Goal of the exercise:
Exactly the lines from the one containing "of the gravel" through the end of the data below are to be reproduced, and nothing besides them.
═══ Provided information ═══
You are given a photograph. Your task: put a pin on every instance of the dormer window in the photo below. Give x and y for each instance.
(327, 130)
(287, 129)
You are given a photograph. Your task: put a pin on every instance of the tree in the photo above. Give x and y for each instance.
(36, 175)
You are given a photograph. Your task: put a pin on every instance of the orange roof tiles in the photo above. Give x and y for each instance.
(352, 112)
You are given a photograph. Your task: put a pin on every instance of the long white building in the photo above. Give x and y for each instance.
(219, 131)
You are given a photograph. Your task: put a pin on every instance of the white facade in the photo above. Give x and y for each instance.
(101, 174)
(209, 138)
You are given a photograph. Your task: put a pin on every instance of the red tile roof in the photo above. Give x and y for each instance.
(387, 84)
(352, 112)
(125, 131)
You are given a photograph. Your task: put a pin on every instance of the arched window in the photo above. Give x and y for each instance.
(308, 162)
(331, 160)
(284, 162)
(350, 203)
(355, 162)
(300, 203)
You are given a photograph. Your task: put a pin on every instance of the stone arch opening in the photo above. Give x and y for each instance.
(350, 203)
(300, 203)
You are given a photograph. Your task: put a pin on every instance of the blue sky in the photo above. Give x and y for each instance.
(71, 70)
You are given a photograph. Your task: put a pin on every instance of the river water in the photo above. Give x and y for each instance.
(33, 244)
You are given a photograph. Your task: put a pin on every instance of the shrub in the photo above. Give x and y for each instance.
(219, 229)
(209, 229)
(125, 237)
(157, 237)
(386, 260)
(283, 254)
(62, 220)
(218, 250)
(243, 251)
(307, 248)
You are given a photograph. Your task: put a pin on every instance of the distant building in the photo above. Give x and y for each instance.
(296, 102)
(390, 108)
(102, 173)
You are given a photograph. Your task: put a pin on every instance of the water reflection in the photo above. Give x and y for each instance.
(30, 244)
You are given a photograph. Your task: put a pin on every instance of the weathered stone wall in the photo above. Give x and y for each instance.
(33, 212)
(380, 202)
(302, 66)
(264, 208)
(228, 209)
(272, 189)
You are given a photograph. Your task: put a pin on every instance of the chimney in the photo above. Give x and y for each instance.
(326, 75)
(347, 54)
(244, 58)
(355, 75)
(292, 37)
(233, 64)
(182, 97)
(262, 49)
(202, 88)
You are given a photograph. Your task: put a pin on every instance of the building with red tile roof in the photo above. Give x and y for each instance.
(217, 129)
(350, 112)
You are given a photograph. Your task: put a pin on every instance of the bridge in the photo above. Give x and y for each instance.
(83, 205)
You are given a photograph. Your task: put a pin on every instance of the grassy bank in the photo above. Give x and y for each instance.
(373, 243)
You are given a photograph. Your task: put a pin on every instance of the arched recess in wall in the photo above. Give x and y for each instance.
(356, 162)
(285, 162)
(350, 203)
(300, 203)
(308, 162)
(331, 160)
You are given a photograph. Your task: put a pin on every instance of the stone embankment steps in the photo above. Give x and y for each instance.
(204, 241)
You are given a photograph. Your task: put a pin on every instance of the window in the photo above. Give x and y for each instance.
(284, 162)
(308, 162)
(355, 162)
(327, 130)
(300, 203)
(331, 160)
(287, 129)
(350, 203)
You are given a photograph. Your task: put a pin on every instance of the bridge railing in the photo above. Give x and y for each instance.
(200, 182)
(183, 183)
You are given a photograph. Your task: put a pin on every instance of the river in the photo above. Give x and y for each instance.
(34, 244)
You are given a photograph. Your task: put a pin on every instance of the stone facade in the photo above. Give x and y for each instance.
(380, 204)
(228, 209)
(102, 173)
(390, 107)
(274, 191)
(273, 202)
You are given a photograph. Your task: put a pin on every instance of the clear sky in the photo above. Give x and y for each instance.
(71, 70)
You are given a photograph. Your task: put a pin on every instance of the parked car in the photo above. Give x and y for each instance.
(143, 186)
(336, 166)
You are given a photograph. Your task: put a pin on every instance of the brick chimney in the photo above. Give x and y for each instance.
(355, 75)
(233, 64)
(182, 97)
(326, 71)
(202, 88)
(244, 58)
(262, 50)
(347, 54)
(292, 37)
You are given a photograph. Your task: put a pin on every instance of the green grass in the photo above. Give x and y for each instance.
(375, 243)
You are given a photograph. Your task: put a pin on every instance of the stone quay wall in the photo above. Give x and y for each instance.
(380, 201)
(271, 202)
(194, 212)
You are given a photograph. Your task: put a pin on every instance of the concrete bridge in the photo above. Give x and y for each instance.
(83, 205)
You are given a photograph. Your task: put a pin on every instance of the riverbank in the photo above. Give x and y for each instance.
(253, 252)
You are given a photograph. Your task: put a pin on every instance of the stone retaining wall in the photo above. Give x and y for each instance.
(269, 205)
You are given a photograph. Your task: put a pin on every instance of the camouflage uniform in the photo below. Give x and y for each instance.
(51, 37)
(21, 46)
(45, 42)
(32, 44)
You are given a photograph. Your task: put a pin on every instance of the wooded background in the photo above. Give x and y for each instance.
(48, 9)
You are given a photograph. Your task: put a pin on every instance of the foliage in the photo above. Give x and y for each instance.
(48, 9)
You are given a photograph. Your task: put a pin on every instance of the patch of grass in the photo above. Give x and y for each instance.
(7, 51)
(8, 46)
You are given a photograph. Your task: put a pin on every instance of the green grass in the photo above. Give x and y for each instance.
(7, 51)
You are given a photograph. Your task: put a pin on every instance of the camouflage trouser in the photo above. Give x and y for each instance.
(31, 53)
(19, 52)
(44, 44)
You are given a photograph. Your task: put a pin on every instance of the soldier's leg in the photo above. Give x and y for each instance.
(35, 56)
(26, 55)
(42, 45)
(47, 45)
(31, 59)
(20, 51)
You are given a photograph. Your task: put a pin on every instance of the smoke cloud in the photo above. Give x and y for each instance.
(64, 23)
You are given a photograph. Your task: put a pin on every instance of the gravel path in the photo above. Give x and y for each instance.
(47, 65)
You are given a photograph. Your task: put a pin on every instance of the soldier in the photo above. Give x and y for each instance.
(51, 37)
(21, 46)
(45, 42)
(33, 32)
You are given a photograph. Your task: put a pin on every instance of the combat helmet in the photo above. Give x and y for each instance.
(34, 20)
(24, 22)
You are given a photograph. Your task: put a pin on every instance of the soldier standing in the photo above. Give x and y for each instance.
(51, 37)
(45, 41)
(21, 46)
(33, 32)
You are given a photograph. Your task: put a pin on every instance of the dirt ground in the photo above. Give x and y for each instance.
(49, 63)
═══
The response:
You are given a photograph. Your task: put a pin on every instance of the gravel path in the photo above. Give x and y for each instance.
(47, 65)
You are given a photograph. Your task: put a pin on every instance of the soldier in the photo above. Give x and y for each instance.
(51, 37)
(21, 46)
(45, 42)
(33, 32)
You are given a photograph. Your task: put a pin on every instance of the combat helmet in the photo above. Give x and y for each instance.
(34, 20)
(24, 22)
You are given a photograph. Your task: put a pin on every instance of the soldier standing in the photo above. Give x and y for each instance.
(51, 37)
(45, 41)
(21, 46)
(33, 32)
You are given a photograph. Your task: put a pin on every instance of the dirt ground in the photo above. Give x and y for each instance.
(49, 63)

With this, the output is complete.